▶ [WHAT YOU WILL DO] Gather every line of the entries that includes the word "picture".

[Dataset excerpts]
- Opening Delimiter -
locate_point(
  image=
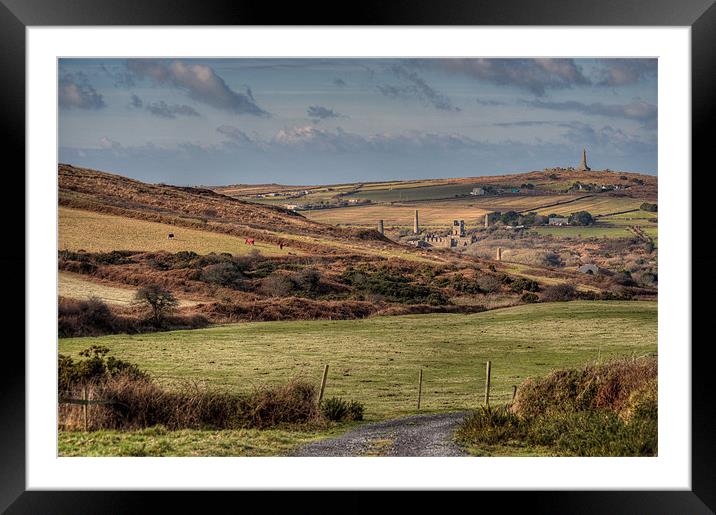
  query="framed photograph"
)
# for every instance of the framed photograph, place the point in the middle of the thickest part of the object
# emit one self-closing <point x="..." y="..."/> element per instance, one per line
<point x="416" y="249"/>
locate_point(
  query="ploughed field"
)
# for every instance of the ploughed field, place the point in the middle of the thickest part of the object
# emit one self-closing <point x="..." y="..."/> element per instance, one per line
<point x="376" y="360"/>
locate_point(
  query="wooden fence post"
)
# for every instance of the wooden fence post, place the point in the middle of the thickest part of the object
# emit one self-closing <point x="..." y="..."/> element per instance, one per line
<point x="420" y="387"/>
<point x="85" y="406"/>
<point x="323" y="383"/>
<point x="487" y="383"/>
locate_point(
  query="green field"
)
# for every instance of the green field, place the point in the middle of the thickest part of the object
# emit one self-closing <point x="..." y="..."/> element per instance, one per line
<point x="398" y="194"/>
<point x="376" y="360"/>
<point x="157" y="441"/>
<point x="584" y="232"/>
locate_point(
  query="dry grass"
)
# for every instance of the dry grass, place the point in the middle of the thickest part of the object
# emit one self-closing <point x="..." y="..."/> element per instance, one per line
<point x="612" y="386"/>
<point x="100" y="232"/>
<point x="139" y="403"/>
<point x="76" y="286"/>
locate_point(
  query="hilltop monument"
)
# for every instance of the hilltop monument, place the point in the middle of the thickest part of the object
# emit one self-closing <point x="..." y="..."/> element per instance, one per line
<point x="583" y="165"/>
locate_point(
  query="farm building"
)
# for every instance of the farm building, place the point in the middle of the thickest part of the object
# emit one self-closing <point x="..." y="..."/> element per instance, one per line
<point x="589" y="268"/>
<point x="558" y="220"/>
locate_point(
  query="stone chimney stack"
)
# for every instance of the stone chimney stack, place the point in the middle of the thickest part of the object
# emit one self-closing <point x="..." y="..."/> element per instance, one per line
<point x="583" y="165"/>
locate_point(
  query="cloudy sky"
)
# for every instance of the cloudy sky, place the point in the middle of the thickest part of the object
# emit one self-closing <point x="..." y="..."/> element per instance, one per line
<point x="318" y="121"/>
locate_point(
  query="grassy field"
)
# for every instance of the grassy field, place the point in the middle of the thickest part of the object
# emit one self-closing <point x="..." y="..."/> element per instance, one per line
<point x="99" y="232"/>
<point x="376" y="361"/>
<point x="584" y="232"/>
<point x="472" y="209"/>
<point x="157" y="441"/>
<point x="437" y="213"/>
<point x="596" y="205"/>
<point x="76" y="286"/>
<point x="432" y="214"/>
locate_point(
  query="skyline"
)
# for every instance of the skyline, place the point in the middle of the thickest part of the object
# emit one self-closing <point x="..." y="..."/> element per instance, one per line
<point x="318" y="121"/>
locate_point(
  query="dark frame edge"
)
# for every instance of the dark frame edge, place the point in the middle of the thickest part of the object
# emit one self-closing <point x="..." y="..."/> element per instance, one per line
<point x="703" y="123"/>
<point x="12" y="379"/>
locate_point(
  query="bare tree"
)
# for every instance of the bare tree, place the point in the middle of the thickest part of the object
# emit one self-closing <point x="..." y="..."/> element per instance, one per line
<point x="159" y="301"/>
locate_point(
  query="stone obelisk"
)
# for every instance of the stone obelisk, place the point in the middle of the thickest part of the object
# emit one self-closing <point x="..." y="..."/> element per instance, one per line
<point x="583" y="165"/>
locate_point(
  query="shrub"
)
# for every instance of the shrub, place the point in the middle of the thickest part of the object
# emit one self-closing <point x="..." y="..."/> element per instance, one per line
<point x="85" y="318"/>
<point x="521" y="284"/>
<point x="227" y="274"/>
<point x="277" y="285"/>
<point x="308" y="280"/>
<point x="581" y="218"/>
<point x="491" y="425"/>
<point x="137" y="402"/>
<point x="392" y="286"/>
<point x="159" y="301"/>
<point x="600" y="410"/>
<point x="97" y="366"/>
<point x="336" y="409"/>
<point x="489" y="283"/>
<point x="559" y="293"/>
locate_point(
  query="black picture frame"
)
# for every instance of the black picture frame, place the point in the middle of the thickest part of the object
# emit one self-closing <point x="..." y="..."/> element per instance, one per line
<point x="16" y="15"/>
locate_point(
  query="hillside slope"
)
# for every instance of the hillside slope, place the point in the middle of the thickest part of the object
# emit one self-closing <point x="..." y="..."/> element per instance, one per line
<point x="92" y="190"/>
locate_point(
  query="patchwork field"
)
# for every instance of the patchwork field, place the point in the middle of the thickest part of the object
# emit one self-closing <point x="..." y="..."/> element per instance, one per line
<point x="596" y="205"/>
<point x="376" y="360"/>
<point x="100" y="232"/>
<point x="594" y="231"/>
<point x="442" y="212"/>
<point x="432" y="214"/>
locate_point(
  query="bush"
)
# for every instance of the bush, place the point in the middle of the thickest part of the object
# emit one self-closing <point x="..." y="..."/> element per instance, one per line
<point x="529" y="298"/>
<point x="137" y="402"/>
<point x="85" y="318"/>
<point x="392" y="286"/>
<point x="600" y="410"/>
<point x="226" y="274"/>
<point x="521" y="284"/>
<point x="489" y="283"/>
<point x="158" y="300"/>
<point x="277" y="285"/>
<point x="336" y="409"/>
<point x="97" y="366"/>
<point x="559" y="293"/>
<point x="491" y="425"/>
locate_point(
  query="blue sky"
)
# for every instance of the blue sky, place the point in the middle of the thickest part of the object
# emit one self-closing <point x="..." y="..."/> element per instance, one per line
<point x="318" y="121"/>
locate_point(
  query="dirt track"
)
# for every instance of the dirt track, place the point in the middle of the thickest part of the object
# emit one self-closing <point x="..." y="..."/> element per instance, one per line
<point x="418" y="435"/>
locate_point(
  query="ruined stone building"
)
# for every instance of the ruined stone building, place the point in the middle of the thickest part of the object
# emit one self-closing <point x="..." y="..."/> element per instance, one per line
<point x="583" y="165"/>
<point x="458" y="237"/>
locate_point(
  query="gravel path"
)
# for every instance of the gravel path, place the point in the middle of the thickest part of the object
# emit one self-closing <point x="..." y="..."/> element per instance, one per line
<point x="418" y="435"/>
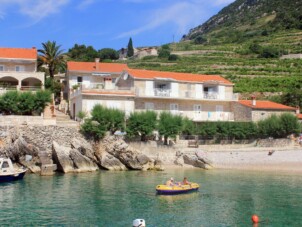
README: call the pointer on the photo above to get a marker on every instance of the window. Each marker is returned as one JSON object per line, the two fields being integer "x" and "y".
{"x": 149, "y": 105}
{"x": 19, "y": 68}
{"x": 173, "y": 107}
{"x": 80, "y": 79}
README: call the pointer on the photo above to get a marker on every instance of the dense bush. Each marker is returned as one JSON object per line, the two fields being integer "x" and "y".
{"x": 24, "y": 103}
{"x": 227, "y": 130}
{"x": 102, "y": 120}
{"x": 164, "y": 51}
{"x": 173, "y": 57}
{"x": 169, "y": 125}
{"x": 141, "y": 123}
{"x": 278, "y": 126}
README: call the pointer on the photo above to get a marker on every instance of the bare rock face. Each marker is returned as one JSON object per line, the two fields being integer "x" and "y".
{"x": 61, "y": 156}
{"x": 82, "y": 163}
{"x": 83, "y": 147}
{"x": 71, "y": 160}
{"x": 20, "y": 148}
{"x": 127, "y": 155}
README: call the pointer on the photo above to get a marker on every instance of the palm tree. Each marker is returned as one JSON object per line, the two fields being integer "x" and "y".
{"x": 52, "y": 57}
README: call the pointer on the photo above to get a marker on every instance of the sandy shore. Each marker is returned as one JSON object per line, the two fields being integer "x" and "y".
{"x": 256, "y": 159}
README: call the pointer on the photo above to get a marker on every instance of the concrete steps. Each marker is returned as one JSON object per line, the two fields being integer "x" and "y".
{"x": 64, "y": 120}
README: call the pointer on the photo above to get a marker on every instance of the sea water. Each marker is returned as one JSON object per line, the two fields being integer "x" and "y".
{"x": 225, "y": 198}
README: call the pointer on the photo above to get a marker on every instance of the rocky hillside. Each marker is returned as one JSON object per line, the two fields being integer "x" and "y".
{"x": 249, "y": 18}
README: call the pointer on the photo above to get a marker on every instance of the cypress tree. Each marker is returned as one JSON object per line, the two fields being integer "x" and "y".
{"x": 130, "y": 51}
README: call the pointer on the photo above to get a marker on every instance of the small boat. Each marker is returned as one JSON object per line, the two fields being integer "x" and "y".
{"x": 8, "y": 172}
{"x": 176, "y": 189}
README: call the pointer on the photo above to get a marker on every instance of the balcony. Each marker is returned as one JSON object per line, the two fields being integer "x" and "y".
{"x": 100, "y": 89}
{"x": 162, "y": 92}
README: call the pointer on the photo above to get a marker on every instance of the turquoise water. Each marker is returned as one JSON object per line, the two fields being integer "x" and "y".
{"x": 226, "y": 198}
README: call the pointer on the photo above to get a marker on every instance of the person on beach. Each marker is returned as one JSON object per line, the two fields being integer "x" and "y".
{"x": 170, "y": 182}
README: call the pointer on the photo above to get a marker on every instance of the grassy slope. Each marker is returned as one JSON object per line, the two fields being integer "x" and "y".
{"x": 233, "y": 61}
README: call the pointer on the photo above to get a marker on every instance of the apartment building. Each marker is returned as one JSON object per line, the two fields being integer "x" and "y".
{"x": 198, "y": 97}
{"x": 91, "y": 83}
{"x": 18, "y": 70}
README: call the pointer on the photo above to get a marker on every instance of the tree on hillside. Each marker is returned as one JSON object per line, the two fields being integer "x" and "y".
{"x": 130, "y": 51}
{"x": 82, "y": 53}
{"x": 164, "y": 51}
{"x": 52, "y": 56}
{"x": 108, "y": 53}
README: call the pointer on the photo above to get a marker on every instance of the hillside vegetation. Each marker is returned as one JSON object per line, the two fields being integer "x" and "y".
{"x": 243, "y": 43}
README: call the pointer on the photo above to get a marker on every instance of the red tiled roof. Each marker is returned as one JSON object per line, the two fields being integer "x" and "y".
{"x": 108, "y": 93}
{"x": 260, "y": 104}
{"x": 188, "y": 77}
{"x": 91, "y": 67}
{"x": 20, "y": 53}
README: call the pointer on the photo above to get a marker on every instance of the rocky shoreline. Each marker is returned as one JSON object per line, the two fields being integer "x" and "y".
{"x": 47, "y": 149}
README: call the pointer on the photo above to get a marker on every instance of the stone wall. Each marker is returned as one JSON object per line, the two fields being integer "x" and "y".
{"x": 26, "y": 120}
{"x": 241, "y": 113}
{"x": 258, "y": 115}
{"x": 43, "y": 136}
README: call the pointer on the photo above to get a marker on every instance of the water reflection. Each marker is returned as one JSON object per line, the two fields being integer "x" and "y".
{"x": 181, "y": 197}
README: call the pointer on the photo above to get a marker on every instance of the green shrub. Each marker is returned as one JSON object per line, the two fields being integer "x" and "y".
{"x": 169, "y": 125}
{"x": 141, "y": 123}
{"x": 173, "y": 57}
{"x": 93, "y": 129}
{"x": 24, "y": 103}
{"x": 111, "y": 119}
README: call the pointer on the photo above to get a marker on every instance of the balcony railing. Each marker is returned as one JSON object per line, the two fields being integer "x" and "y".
{"x": 162, "y": 92}
{"x": 211, "y": 95}
{"x": 30, "y": 88}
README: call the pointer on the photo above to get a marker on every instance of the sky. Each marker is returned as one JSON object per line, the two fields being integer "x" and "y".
{"x": 101, "y": 23}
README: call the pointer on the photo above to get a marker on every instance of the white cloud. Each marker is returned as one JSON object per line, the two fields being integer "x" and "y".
{"x": 85, "y": 3}
{"x": 182, "y": 14}
{"x": 35, "y": 9}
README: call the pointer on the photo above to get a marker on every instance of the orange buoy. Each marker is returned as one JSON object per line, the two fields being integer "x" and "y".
{"x": 255, "y": 219}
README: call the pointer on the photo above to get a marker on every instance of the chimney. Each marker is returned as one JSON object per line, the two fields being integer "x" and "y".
{"x": 97, "y": 61}
{"x": 253, "y": 100}
{"x": 297, "y": 110}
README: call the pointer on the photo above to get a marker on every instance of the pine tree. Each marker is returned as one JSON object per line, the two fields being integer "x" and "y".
{"x": 130, "y": 51}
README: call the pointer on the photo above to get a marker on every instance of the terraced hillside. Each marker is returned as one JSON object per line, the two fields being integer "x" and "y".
{"x": 238, "y": 62}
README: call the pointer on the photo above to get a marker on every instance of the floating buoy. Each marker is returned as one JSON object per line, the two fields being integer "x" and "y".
{"x": 139, "y": 223}
{"x": 255, "y": 219}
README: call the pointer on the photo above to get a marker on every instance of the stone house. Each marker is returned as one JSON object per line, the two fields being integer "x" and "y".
{"x": 198, "y": 97}
{"x": 18, "y": 69}
{"x": 256, "y": 110}
{"x": 90, "y": 83}
{"x": 138, "y": 52}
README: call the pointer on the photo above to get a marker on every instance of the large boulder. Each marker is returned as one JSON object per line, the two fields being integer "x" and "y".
{"x": 83, "y": 147}
{"x": 82, "y": 163}
{"x": 19, "y": 148}
{"x": 130, "y": 157}
{"x": 61, "y": 156}
{"x": 193, "y": 161}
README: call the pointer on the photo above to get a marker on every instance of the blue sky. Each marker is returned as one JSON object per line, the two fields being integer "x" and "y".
{"x": 101, "y": 23}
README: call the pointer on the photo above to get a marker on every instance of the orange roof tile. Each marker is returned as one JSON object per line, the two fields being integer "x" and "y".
{"x": 91, "y": 67}
{"x": 260, "y": 104}
{"x": 20, "y": 53}
{"x": 187, "y": 77}
{"x": 108, "y": 93}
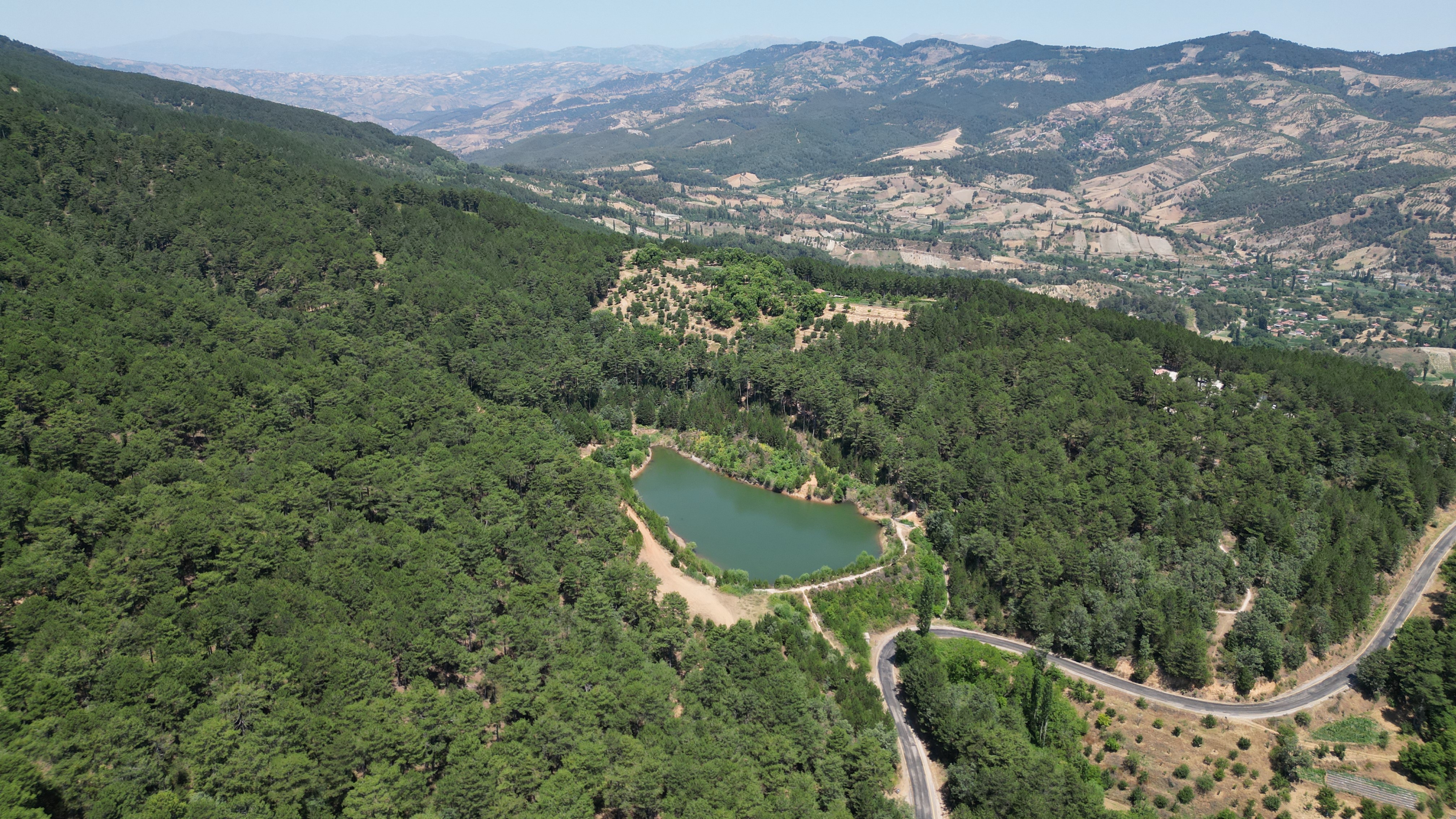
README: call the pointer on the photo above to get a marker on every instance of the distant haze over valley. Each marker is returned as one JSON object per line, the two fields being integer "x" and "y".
{"x": 399, "y": 56}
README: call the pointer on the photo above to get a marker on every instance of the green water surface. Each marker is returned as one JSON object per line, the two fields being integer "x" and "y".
{"x": 750, "y": 528}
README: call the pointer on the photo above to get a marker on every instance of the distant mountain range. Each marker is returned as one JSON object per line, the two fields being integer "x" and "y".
{"x": 398, "y": 103}
{"x": 401, "y": 56}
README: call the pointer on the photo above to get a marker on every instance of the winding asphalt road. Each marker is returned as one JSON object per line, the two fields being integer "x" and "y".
{"x": 1331, "y": 682}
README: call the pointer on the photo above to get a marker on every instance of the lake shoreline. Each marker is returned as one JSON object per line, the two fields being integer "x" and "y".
{"x": 717, "y": 554}
{"x": 803, "y": 493}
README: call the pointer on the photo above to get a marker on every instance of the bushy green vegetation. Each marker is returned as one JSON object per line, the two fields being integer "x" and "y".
{"x": 1011, "y": 738}
{"x": 1416, "y": 675}
{"x": 1360, "y": 731}
{"x": 1079, "y": 496}
{"x": 292, "y": 534}
{"x": 289, "y": 531}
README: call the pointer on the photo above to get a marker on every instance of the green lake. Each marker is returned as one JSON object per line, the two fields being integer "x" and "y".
{"x": 742, "y": 526}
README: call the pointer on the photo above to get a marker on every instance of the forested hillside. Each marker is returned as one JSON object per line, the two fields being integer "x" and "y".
{"x": 1081, "y": 498}
{"x": 265, "y": 556}
{"x": 296, "y": 522}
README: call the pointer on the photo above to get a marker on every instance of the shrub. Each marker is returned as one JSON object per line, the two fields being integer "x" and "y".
{"x": 1362, "y": 731}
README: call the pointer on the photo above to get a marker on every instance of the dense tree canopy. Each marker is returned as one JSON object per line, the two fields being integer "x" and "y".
{"x": 295, "y": 522}
{"x": 267, "y": 553}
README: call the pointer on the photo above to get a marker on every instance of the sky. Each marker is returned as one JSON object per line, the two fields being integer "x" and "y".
{"x": 1382, "y": 25}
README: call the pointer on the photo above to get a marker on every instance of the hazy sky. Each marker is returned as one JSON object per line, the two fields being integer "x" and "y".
{"x": 1382, "y": 25}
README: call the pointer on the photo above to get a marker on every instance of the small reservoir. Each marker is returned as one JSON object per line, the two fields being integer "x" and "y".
{"x": 743, "y": 526}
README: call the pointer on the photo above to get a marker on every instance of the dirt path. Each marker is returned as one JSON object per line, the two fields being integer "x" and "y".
- Closing Delimiter -
▶ [THE COMPLETED TASK]
  query="black picture frame"
# for every instance of the black picture frame, place the point in the middle of the thickest part of the object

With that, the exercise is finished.